== Required task 1 ==
Set down, word for word, the part of the OPTICS benchmark page that opens with the words containing "Testing Data" and closes with "len(subset)".

== Text shown ==
OPTICS Benchmark

Test data for benchmarks

For these benchmarks I’m going to use real data– the data is heterogeneous, large, and publicly available. More specifically, the benchmark data is a set of ~8.5 million filtered LiDAR data points, collected by the National Ecological Observation Network (NEON) in 2013 over the D17 study domain site. More information about the field campaign and data can be found here. The data is spread over a rectangle that is slightly larger than a kilometer and half North/South by 0.75 kilometers East/West. A (very) coarse view of the of the points is shown below, with arbitrary units of relative density:

For these benchmarks (and for the plot above), I have filtered out the ground points; the remaining unstructured three-dimensional points are randomly dispersed vegetation clumps– mostly trees of various sizes, but also some bushes. An ideal clustering of this data set would resolve individual trees (or bushes) as objects.

The filtered data set for these benchmarks is available here for those wishing to run their own benchmarks. I’ll be using X, Y, Z locations for OPTICS and DBSCAN, but there are 10 dimensions included in the data set (additional spectral data from simultaneously flown spectroradiometer) for those curious about how the clustering performs in higher dimensional space. As the Jake Vanderplas has already documented and benchmarked higher dimensional search trees, these benchmarks will focus on only the three dimensional case, and will vary the epsilon and min samples parameters instead.

The main comparison here is between the OPTICS and DBSCAN algorithms when given identical input parameters and data. The two clustering approaches give nearly identical results with the same input parameters, so we will only be looking at runtime. DBSCAN will (or at least should) always be faster than OPTICS, and for small datasets will in fact be much faster– for this reason, the data set here is purposely large, as a practical use of the OPTICS algorithm is for large data sets where multiple cluster extraction a varying epsilons is desired (more detail on this point is described in the narrative documentation of OPTICS).

[1]:
%pylab inline
Populating the interactive namespace from numpy and matplotlib
[2]:
cd '~/Software/scikit-learn/'
/Users/grigsbye/Software/scikit-learn
[3]:
from sklearn.externals import joblib
from sklearn.cluster import DBSCAN
from sklearn.cluster.optics import OPTICS

Testing Data

[4]:
import pandas as pd # For test data
[5]:
# This dataset is availible at:
# http://cires1.colorado.edu/shane/extractionLAS_subset.hdf
data = pd.HDFStore('/Users/grigsbye/Desktop/Tasha/extractionLAS_subset.hdf', 'r')
subset = data['subset']
len(subset)

== Material provided ==
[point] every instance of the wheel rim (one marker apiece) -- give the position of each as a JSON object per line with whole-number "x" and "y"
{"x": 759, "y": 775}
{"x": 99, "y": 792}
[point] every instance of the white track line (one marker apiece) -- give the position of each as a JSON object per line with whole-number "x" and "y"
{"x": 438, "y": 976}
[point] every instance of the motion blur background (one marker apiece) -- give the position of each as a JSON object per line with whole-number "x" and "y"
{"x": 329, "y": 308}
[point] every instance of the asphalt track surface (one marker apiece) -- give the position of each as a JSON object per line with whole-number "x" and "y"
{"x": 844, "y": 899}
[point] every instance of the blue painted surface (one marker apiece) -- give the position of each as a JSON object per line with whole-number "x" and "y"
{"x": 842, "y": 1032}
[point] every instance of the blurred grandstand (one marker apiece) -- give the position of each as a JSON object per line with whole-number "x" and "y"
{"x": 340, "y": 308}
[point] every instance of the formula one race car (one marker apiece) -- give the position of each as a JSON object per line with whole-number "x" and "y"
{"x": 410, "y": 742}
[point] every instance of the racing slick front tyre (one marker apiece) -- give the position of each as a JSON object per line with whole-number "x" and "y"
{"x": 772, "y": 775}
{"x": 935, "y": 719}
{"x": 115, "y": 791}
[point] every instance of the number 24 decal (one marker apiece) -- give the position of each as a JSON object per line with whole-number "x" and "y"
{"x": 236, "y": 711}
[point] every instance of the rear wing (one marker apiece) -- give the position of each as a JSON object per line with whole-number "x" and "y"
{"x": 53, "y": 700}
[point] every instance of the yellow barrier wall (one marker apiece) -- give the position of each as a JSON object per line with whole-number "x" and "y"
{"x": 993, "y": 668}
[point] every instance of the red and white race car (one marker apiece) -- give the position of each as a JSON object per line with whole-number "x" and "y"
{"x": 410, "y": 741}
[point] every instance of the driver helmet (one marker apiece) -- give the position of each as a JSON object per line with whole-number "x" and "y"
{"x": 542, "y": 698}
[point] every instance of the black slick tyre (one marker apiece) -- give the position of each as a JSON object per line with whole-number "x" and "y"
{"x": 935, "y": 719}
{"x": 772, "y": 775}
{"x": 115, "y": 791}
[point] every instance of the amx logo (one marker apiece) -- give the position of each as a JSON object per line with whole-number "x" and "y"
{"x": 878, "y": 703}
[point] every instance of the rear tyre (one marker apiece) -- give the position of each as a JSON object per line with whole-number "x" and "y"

== Required task 2 ==
Output as a numbered list, skipping blank lines, the part of the rows that opens with the line containing "[point] every instance of the blurred" and closes with the final line of the rows.

== Problem solution 1 ==
Testing Data

[4]:
import pandas as pd # For test data
[5]:
# This dataset is availible at:
# http://cires1.colorado.edu/shane/extractionLAS_subset.hdf
data = pd.HDFStore('/Users/grigsbye/Desktop/Tasha/extractionLAS_subset.hdf', 'r')
subset = data['subset']
len(subset)

== Problem solution 2 ==
1. [point] every instance of the blurred grandstand (one marker apiece) -- give the position of each as a JSON object per line with whole-number "x" and "y"
2. {"x": 340, "y": 308}
3. [point] every instance of the formula one race car (one marker apiece) -- give the position of each as a JSON object per line with whole-number "x" and "y"
4. {"x": 410, "y": 742}
5. [point] every instance of the racing slick front tyre (one marker apiece) -- give the position of each as a JSON object per line with whole-number "x" and "y"
6. {"x": 772, "y": 775}
7. {"x": 935, "y": 719}
8. {"x": 115, "y": 791}
9. [point] every instance of the number 24 decal (one marker apiece) -- give the position of each as a JSON object per line with whole-number "x" and "y"
10. {"x": 236, "y": 711}
11. [point] every instance of the rear wing (one marker apiece) -- give the position of each as a JSON object per line with whole-number "x" and "y"
12. {"x": 53, "y": 700}
13. [point] every instance of the yellow barrier wall (one marker apiece) -- give the position of each as a JSON object per line with whole-number "x" and "y"
14. {"x": 993, "y": 668}
15. [point] every instance of the red and white race car (one marker apiece) -- give the position of each as a JSON object per line with whole-number "x" and "y"
16. {"x": 410, "y": 741}
17. [point] every instance of the driver helmet (one marker apiece) -- give the position of each as a JSON object per line with whole-number "x" and "y"
18. {"x": 542, "y": 698}
19. [point] every instance of the black slick tyre (one marker apiece) -- give the position of each as a JSON object per line with whole-number "x" and "y"
20. {"x": 935, "y": 719}
21. {"x": 772, "y": 775}
22. {"x": 115, "y": 791}
23. [point] every instance of the amx logo (one marker apiece) -- give the position of each as a JSON object per line with whole-number "x" and "y"
24. {"x": 878, "y": 703}
25. [point] every instance of the rear tyre (one marker apiece) -- give the position of each as a JSON object per line with whole-number "x" and "y"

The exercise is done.